→ What you are asked to do
Give the count of lines in the records below that contain "bbox", and say nothing more.

→ Records supplied

╭──

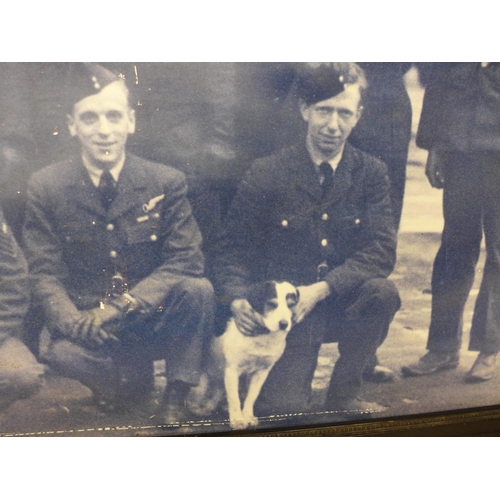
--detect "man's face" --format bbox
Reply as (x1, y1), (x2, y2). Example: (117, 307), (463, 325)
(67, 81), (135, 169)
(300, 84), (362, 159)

╰──
╭──

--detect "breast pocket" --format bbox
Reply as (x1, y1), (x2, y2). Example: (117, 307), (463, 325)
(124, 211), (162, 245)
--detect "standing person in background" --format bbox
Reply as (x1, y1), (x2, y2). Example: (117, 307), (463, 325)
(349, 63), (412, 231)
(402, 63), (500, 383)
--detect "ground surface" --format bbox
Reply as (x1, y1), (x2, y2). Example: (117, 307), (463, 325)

╰──

→ Exercise result
4